### Passage provided
>> start

The news site of Ludlow High School

The Cub

The news site of Ludlow High School

The Cub

The news site of Ludlow High School

The Cub

Interact members attend leadership conference


The Rotary Club held its annual Rotary International Leadership Conference at the Holiday Inn in Enfield, Conn., on April 2. Senior Rossano Butcher, Junior Kristen Bousquet, Sophomores Jessica Pashko and Alex Francisco attended along with Interact Club advisor Mrs. Jessica Olmo.

Students had been selected to attend the conference if they were an executive member of the Interact Club who did not attend last year or by being a candidate for an executive position next year.

Upon arriving, students had breakfast followed by a small presentation from the leader of the Rotary Club about a new project for polio that they are doing. He  also  introduced the new rotary theme for this year which is to look inside yourself to help others around you, according to Butcher.

Following this, selected advisers for either Interact or Rotary clubs gave presentations on their community service projects.

“My presentation was about the water for Ghana efforts we have (we have currently raised $1700) and we are trying to get to $5,000 so we can get that amount matched by Rotary International and send it to Ghana,” said Olmo.

>> end

### Aim 1
From the article on the Interact leadership conference, reproduce verbatim the part that opens with the words containing "Interact members attend" and closes with "according to Butcher.".
### Aim 2
Condense the paragraph of the Interact conference article beginning "The Rotary Club held its annual Rotary International Leadership Conference" into a brief bulleted list that keeps its main facts.
### Aim 3
According to the article on the Interact leadership conference, how much money had the water for Ghana effort raised so far?

### Raw data
>> start

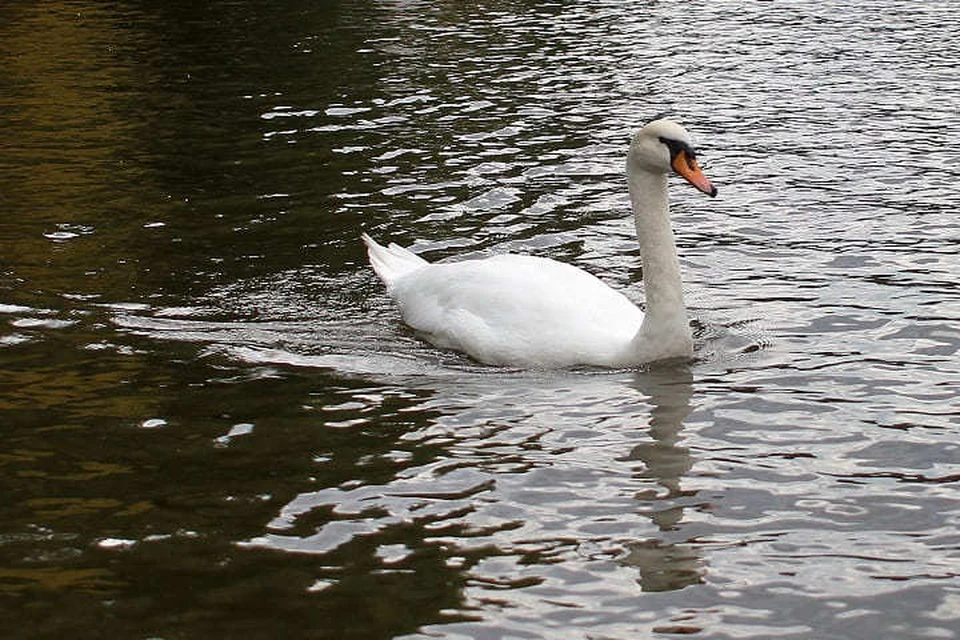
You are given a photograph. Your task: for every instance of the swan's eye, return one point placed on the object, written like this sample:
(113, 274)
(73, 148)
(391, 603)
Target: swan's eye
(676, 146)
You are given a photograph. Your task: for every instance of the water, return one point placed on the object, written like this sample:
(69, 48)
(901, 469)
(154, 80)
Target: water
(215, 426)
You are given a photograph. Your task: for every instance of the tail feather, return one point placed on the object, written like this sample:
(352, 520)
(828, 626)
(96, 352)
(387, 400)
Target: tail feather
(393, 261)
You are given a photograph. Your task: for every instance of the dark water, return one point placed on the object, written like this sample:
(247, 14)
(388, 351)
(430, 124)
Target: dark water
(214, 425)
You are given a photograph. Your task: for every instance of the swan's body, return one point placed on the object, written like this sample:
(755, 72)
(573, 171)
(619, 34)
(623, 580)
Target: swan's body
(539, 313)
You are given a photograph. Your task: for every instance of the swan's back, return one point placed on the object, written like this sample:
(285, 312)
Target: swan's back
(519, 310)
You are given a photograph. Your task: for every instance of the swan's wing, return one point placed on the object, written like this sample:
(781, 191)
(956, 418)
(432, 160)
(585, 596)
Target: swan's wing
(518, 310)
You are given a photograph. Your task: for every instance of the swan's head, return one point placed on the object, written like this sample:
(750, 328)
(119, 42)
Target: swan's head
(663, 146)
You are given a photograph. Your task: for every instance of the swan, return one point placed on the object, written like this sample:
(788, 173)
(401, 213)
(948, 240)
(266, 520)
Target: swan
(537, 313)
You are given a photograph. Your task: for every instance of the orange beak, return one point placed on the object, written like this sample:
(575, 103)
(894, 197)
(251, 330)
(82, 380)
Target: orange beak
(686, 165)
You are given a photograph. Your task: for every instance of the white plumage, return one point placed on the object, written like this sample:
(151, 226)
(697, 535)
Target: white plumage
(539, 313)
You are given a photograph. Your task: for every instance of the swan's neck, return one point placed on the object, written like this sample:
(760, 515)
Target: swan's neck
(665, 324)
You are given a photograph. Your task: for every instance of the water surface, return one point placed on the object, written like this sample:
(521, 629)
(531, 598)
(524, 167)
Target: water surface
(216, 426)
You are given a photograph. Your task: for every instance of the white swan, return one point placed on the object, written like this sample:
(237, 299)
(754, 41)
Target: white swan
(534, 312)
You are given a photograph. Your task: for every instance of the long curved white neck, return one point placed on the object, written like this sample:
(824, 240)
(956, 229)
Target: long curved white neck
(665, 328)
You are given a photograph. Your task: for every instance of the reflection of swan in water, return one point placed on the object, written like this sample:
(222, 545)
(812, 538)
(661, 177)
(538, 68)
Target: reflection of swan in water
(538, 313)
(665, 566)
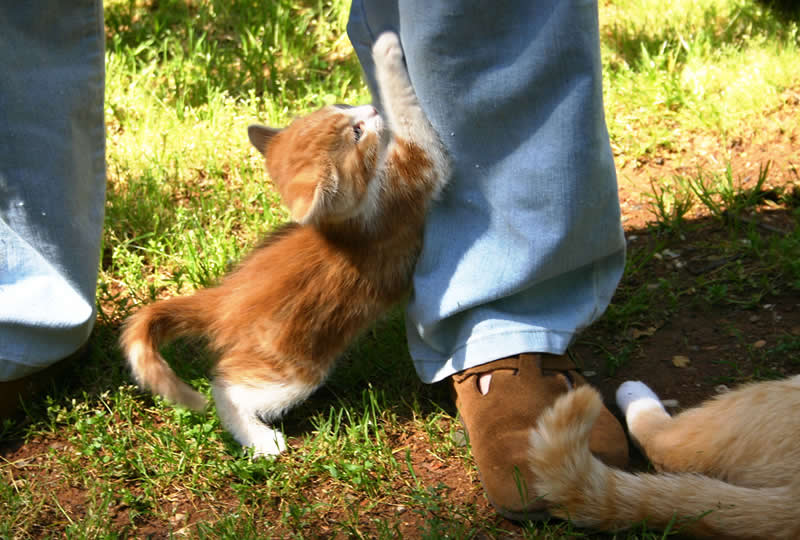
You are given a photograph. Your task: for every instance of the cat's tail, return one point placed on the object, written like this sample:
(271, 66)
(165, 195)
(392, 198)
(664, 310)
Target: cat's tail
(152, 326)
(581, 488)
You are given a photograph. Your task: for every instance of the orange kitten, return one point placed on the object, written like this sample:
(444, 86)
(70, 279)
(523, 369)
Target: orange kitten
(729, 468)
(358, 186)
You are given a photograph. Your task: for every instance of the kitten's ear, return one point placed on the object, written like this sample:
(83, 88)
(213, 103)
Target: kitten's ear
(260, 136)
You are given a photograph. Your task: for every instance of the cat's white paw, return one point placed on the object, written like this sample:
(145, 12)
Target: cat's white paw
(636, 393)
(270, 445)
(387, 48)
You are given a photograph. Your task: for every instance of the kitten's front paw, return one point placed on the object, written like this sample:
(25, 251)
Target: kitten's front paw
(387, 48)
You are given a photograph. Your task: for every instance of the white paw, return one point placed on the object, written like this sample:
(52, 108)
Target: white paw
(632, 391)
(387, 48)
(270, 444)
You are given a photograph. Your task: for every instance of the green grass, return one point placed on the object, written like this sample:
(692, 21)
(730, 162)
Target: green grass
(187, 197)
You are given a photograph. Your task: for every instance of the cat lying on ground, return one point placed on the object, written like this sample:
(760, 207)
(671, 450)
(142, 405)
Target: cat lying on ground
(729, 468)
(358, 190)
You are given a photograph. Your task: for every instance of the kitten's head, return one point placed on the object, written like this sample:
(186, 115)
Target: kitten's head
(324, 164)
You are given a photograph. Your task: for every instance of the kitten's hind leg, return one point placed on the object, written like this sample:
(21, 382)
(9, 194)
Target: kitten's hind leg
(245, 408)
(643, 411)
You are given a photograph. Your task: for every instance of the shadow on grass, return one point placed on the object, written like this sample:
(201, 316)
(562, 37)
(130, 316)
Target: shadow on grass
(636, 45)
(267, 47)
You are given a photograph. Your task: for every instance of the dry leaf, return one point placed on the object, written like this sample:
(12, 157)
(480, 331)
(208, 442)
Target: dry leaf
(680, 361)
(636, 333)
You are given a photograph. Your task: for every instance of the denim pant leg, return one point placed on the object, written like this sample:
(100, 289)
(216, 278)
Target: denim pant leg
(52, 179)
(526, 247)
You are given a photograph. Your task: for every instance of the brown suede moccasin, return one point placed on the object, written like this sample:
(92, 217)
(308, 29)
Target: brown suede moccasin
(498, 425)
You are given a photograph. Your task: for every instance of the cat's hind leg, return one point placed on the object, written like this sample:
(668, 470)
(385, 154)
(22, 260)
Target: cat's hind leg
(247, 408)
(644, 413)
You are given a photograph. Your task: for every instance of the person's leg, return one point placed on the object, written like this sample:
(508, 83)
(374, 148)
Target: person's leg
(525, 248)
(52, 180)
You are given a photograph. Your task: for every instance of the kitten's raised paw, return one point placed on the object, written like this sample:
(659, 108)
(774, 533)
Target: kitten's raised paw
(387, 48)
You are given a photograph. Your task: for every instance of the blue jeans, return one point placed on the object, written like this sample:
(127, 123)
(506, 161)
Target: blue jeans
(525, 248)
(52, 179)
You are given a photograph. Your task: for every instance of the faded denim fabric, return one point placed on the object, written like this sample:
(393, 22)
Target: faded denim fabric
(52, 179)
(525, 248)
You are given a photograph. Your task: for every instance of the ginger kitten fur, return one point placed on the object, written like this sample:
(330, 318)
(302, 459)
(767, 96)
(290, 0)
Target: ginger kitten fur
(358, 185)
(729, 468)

>> end
>> start

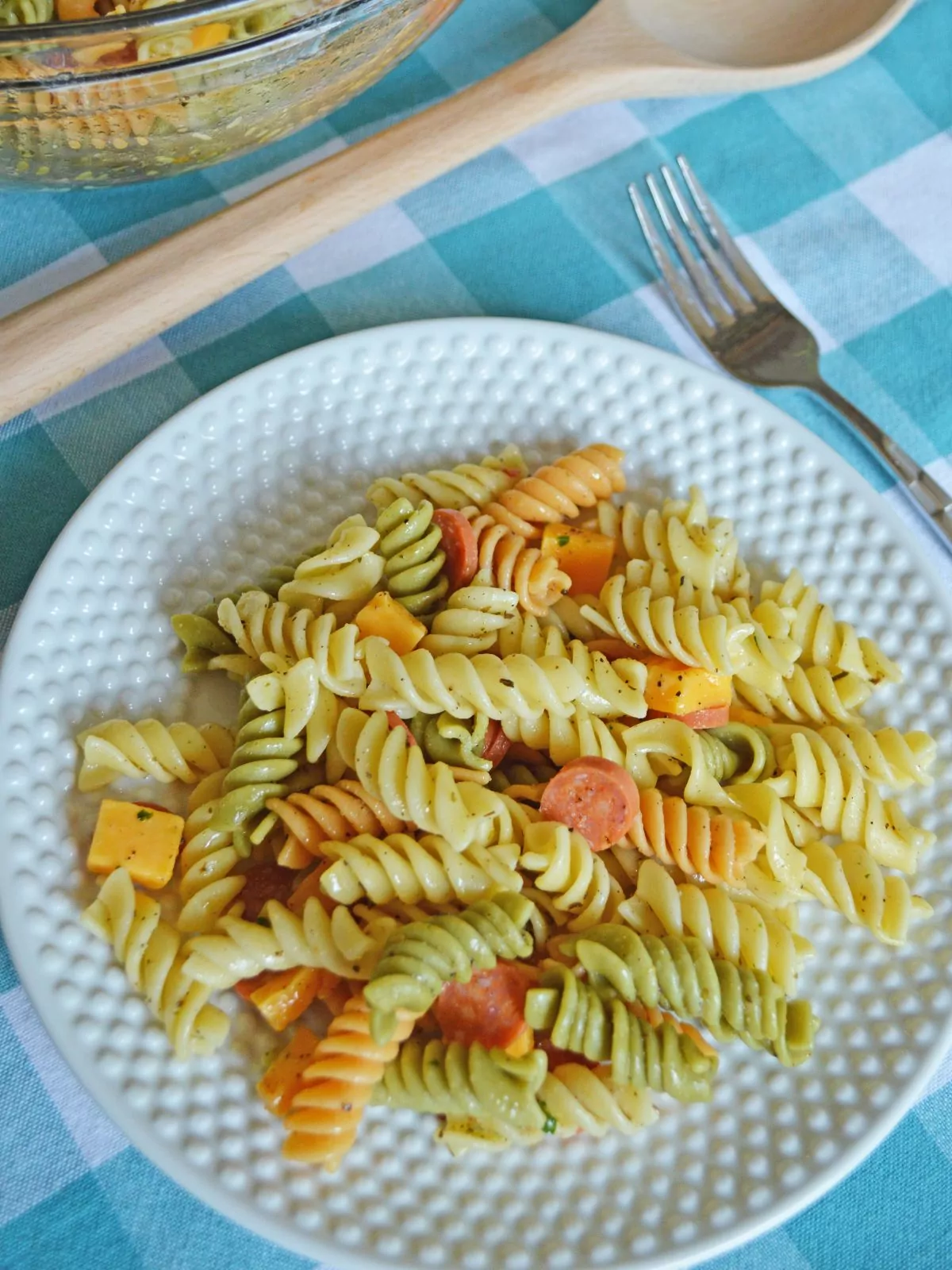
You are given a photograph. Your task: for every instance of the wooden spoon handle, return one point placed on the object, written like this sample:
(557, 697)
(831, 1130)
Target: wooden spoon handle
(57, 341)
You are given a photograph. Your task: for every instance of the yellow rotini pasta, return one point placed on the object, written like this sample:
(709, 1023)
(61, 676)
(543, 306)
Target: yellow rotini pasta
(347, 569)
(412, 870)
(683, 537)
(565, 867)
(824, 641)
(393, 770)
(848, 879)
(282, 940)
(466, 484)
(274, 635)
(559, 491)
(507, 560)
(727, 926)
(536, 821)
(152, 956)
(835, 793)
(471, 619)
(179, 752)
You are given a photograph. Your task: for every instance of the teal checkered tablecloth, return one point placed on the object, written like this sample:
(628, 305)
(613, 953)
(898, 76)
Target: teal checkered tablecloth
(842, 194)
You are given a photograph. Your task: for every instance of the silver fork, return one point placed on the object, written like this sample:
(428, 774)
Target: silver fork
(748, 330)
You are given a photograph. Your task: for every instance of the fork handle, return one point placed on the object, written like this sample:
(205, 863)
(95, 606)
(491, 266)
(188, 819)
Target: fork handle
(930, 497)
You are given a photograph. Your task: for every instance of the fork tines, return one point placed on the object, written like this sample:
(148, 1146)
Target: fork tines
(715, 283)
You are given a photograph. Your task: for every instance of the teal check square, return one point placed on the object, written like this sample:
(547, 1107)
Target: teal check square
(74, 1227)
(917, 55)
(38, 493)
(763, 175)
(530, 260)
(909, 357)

>> end
>> start

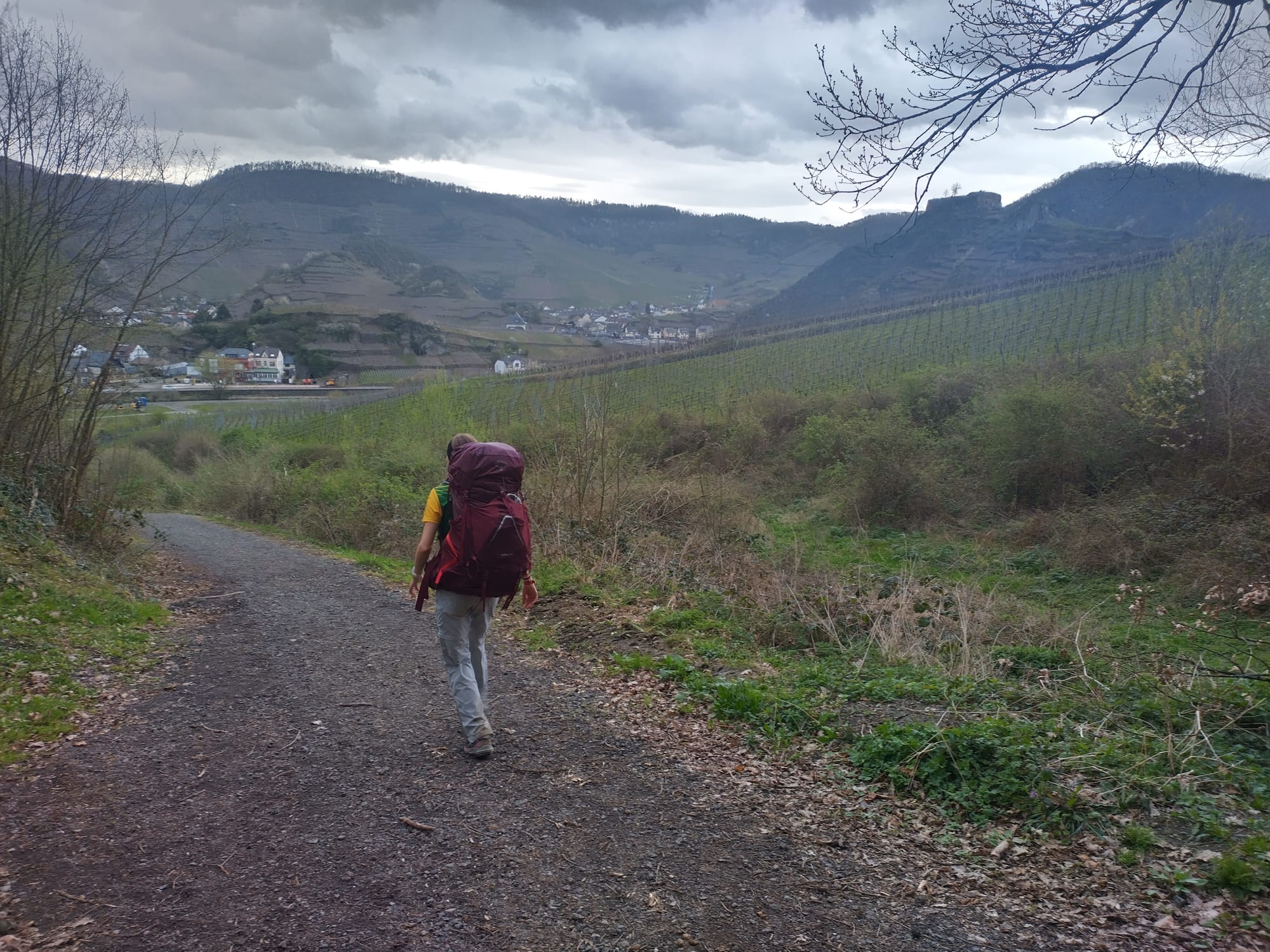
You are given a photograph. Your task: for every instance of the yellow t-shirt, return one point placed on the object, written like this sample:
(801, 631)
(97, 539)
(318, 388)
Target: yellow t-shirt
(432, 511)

>> end

### Final answer 1
Interact members attend leadership conference


The Rotary Club held its annual Rotary International Leadership Conference at the Holiday Inn in Enfield, Conn., on April 2. Senior Rossano Butcher, Junior Kristen Bousquet, Sophomores Jessica Pashko and Alex Francisco attended along with Interact Club advisor Mrs. Jessica Olmo.

Students had been selected to attend the conference if they were an executive member of the Interact Club who did not attend last year or by being a candidate for an executive position next year.

Upon arriving, students had breakfast followed by a small presentation from the leader of the Rotary Club about a new project for polio that they are doing. He  also  introduced the new rotary theme for this year which is to look inside yourself to help others around you, according to Butcher.

### Final answer 2
- Event: the Rotary Club's annual Rotary International Leadership Conference
- Place and date: Holiday Inn in Enfield, Conn., on April 2
- Student attendees: Senior Rossano Butcher, Junior Kristen Bousquet, and Sophomores Jessica Pashko and Alex Francisco
- Adult attendee: Interact Club advisor Mrs. Jessica Olmo

### Final answer 3
$1,700.